Cosa fare: Riporta ogni riga dei record in cui compare la parola "several".

Estratti dei record:
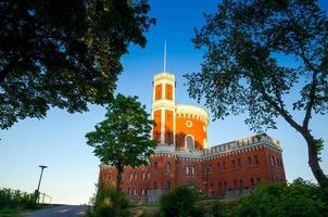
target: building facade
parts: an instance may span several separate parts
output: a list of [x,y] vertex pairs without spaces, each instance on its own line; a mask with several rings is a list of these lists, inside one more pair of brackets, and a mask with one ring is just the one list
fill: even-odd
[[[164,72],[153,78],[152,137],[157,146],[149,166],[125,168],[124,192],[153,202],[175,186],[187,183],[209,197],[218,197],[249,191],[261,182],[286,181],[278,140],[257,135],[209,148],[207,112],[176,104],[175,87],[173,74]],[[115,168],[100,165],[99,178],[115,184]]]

Problema risolto:
parts: an instance may span several separate parts
output: a list of [x,y] vertex pairs without spaces, each instance on its own line; a mask with several rings is a list of these lists, inside one more pair of brackets, and a mask with one ring is just the one list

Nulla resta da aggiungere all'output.